Exercise aim: Write out exactly the lines below that run from the line containing "Objective — one marker per instance of the green hedge" through the last line of the records.

>> begin Information given

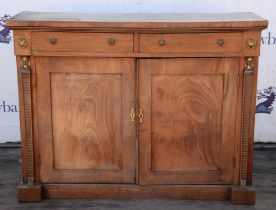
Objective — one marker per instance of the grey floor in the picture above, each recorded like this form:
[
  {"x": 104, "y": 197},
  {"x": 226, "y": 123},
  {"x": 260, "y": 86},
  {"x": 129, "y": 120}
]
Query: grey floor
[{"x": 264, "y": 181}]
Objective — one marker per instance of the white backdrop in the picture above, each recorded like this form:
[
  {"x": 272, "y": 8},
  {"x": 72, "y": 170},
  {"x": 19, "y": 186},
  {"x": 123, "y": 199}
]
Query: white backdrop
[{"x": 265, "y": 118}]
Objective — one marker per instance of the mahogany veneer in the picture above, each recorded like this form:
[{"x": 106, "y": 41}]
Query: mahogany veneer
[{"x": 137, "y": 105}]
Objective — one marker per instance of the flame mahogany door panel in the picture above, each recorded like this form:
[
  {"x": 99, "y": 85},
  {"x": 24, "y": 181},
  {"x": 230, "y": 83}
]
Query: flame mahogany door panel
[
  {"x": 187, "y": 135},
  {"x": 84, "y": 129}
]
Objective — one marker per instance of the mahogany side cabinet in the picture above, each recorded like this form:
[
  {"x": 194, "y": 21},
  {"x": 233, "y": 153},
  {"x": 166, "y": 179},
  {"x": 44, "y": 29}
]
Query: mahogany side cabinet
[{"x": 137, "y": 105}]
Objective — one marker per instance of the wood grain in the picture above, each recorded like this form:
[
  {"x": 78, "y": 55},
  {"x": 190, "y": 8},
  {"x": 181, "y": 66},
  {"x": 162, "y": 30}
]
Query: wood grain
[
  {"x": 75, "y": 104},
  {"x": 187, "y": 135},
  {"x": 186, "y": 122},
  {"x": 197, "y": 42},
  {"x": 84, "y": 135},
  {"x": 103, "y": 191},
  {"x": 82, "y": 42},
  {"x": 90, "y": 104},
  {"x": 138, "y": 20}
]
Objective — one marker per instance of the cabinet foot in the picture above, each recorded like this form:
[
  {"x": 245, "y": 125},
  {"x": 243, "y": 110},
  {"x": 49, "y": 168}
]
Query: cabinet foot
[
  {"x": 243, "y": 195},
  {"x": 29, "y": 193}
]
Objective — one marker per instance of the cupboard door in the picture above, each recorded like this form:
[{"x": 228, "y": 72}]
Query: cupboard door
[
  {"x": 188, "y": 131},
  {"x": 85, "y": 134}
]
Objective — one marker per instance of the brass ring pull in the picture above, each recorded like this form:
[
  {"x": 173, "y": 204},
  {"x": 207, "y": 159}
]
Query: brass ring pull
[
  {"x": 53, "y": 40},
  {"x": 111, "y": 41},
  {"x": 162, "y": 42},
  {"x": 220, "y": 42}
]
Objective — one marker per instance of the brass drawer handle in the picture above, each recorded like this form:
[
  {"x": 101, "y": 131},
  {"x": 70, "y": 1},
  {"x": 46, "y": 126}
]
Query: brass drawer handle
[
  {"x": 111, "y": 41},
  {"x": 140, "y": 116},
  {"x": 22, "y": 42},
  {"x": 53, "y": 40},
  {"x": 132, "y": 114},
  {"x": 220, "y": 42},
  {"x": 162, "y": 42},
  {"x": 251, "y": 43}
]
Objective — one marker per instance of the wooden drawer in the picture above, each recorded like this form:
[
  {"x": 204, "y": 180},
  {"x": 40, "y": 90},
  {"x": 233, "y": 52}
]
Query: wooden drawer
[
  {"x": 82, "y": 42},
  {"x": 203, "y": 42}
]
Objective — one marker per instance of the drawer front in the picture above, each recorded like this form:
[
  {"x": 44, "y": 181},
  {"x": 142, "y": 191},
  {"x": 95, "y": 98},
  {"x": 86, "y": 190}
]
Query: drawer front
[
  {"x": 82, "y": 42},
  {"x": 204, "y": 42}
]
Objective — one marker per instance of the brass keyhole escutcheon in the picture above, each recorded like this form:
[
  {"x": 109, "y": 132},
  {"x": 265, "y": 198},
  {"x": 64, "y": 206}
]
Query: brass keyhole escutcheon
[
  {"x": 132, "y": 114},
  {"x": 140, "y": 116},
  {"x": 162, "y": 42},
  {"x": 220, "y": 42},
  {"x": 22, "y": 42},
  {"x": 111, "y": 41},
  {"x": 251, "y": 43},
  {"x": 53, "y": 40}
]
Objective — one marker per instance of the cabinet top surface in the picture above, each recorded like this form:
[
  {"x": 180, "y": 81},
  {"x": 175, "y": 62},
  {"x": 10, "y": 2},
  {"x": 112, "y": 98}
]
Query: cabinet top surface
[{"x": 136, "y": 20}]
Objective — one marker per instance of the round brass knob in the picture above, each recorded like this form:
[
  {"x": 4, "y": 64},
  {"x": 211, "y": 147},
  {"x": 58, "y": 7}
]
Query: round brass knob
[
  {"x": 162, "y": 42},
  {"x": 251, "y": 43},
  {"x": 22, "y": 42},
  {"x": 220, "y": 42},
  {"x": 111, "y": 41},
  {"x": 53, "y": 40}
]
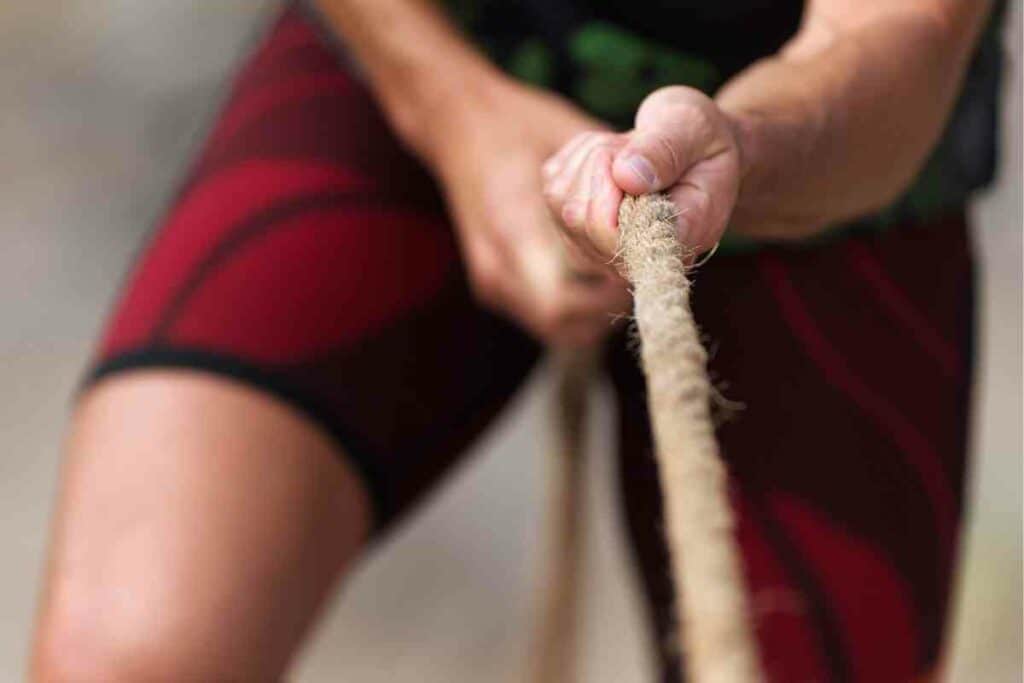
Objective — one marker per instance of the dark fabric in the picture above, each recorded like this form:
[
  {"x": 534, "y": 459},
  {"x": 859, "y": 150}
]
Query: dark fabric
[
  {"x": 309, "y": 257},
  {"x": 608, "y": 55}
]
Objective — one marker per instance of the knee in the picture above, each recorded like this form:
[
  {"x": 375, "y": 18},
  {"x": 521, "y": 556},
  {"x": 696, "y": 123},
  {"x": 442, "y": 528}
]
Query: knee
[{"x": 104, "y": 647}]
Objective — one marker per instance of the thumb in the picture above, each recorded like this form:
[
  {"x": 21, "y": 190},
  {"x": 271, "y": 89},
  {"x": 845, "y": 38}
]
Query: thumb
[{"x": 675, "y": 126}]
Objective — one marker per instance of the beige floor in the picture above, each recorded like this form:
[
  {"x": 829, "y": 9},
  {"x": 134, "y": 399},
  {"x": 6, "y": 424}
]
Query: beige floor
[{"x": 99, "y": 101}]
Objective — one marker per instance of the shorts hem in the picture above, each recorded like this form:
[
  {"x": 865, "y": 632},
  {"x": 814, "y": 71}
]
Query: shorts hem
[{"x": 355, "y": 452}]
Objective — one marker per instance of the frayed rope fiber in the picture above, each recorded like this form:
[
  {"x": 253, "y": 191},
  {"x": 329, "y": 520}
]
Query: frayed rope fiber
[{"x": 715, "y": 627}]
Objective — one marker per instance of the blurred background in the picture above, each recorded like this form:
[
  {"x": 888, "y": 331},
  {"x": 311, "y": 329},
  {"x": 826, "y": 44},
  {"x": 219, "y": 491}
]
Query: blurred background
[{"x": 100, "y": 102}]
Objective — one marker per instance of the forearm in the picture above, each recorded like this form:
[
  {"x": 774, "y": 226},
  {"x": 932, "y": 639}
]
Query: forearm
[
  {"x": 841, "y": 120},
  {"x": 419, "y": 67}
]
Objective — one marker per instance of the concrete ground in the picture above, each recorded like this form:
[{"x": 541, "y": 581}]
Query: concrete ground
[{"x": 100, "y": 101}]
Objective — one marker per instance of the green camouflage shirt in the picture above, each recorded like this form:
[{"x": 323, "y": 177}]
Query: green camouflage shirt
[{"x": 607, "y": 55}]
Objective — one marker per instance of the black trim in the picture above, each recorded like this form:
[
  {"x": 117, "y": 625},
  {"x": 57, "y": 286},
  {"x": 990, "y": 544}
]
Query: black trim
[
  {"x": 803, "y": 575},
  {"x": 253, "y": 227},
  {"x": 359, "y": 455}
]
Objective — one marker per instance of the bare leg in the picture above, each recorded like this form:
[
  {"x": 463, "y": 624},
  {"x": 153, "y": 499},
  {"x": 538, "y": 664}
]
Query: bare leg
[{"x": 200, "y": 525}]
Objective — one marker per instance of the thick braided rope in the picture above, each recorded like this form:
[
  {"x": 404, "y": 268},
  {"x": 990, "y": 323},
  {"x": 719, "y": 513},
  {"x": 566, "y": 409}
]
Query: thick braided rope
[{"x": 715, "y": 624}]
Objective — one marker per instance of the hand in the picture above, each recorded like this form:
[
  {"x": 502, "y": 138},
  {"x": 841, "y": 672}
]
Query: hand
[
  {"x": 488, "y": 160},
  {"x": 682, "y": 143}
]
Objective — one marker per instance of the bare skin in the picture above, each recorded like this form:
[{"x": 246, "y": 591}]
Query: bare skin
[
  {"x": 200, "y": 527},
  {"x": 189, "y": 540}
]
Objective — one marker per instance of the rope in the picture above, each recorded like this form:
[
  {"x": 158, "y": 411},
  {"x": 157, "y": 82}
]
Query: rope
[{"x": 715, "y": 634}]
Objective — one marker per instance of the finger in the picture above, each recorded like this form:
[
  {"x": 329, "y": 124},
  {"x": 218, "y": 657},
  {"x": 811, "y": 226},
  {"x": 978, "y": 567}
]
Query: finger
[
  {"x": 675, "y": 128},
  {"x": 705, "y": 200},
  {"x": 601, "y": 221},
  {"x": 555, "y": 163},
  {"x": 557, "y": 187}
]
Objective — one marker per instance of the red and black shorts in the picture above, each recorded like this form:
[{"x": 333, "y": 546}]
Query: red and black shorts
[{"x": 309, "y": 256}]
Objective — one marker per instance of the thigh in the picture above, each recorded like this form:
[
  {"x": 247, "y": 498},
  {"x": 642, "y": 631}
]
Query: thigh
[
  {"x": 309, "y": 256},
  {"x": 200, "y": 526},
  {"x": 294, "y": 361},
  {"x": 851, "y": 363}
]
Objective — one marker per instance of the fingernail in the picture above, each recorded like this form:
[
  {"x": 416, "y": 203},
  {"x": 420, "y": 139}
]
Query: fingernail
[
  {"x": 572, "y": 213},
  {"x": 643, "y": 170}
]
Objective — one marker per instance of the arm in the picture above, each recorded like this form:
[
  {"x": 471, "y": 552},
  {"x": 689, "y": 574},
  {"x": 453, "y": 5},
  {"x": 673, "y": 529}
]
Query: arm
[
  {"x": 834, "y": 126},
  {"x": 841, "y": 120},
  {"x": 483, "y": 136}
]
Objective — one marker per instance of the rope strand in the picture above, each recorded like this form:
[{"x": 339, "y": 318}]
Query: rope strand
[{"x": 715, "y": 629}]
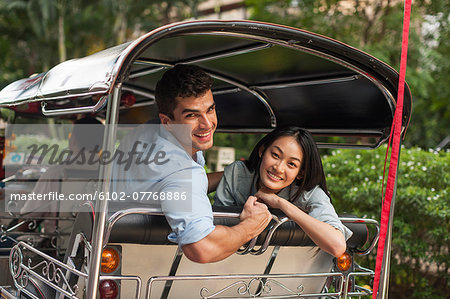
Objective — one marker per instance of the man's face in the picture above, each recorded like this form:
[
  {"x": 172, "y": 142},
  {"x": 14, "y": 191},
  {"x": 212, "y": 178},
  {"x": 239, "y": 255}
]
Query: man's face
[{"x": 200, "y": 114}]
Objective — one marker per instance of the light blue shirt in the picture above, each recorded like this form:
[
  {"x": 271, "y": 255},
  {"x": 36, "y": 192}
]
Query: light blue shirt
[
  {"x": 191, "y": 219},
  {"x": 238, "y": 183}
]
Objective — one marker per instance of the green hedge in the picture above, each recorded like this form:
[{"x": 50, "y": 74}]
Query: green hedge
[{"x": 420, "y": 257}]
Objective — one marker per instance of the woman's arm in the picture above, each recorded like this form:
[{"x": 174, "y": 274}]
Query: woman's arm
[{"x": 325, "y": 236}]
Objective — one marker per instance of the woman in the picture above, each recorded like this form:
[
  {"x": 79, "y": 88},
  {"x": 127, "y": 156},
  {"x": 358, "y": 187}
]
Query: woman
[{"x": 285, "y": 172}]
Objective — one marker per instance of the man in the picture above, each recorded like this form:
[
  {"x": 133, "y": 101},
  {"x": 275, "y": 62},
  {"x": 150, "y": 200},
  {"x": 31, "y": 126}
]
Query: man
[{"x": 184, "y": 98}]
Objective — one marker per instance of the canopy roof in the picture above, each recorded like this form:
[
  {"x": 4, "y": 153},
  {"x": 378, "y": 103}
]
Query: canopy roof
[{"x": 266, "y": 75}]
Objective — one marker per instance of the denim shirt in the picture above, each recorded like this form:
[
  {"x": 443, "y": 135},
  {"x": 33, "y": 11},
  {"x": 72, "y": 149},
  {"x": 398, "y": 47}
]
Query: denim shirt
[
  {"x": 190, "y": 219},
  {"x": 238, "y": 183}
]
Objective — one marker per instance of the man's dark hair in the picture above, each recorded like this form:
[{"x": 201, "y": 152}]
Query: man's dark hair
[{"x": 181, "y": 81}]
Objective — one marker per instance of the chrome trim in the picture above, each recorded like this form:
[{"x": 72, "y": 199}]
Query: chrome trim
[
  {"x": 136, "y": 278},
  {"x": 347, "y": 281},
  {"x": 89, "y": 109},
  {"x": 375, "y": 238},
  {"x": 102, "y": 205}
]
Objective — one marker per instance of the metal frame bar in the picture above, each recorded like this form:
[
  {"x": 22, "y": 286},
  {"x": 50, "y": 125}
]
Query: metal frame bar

>> end Information given

Completed exercise:
Objective — one marker per instance of the green hedge in the picture above, each recorded like this form:
[{"x": 50, "y": 74}]
Query: green hedge
[{"x": 420, "y": 257}]
Objective — one marker per instance of the woman's arm in the picture above, each recorded like this form:
[{"x": 174, "y": 274}]
Query: woman's arm
[{"x": 325, "y": 236}]
Objective — one marker per instance of the woman in the picture above, each recorded like this form:
[
  {"x": 79, "y": 88},
  {"x": 127, "y": 156},
  {"x": 358, "y": 187}
]
Query: woman
[{"x": 285, "y": 172}]
Objective — one marker per instance of the man in the picture above, each recorded like this form:
[
  {"x": 133, "y": 101},
  {"x": 275, "y": 62},
  {"x": 150, "y": 200},
  {"x": 31, "y": 126}
]
Query: man
[{"x": 184, "y": 98}]
Objective — one marker per instance of the canopy roof in the picture above, each recorded like this form:
[
  {"x": 4, "y": 153},
  {"x": 378, "y": 103}
]
Query: canopy roof
[{"x": 266, "y": 75}]
Objective — one marker per instance of the denim shirt in the picture above, each recorded like this form:
[
  {"x": 443, "y": 135},
  {"x": 33, "y": 11},
  {"x": 72, "y": 149},
  {"x": 398, "y": 47}
]
Query: denim shirt
[
  {"x": 190, "y": 219},
  {"x": 238, "y": 183}
]
Objective — one marker per instance of the man's dark hair in the picture above, each recorded like this form:
[{"x": 201, "y": 152}]
Query: man's dark hair
[{"x": 181, "y": 81}]
Objective — one marker per instance of the chrome trim in the picture above, each recorded like this form:
[{"x": 72, "y": 199}]
Query: chrome trim
[
  {"x": 136, "y": 278},
  {"x": 347, "y": 281},
  {"x": 89, "y": 109},
  {"x": 375, "y": 238},
  {"x": 102, "y": 205}
]
Objective — one marker per instance of the metal frame bar in the picture above, each recorded like this form:
[
  {"x": 22, "y": 286},
  {"x": 50, "y": 125}
]
Query: metal frame bar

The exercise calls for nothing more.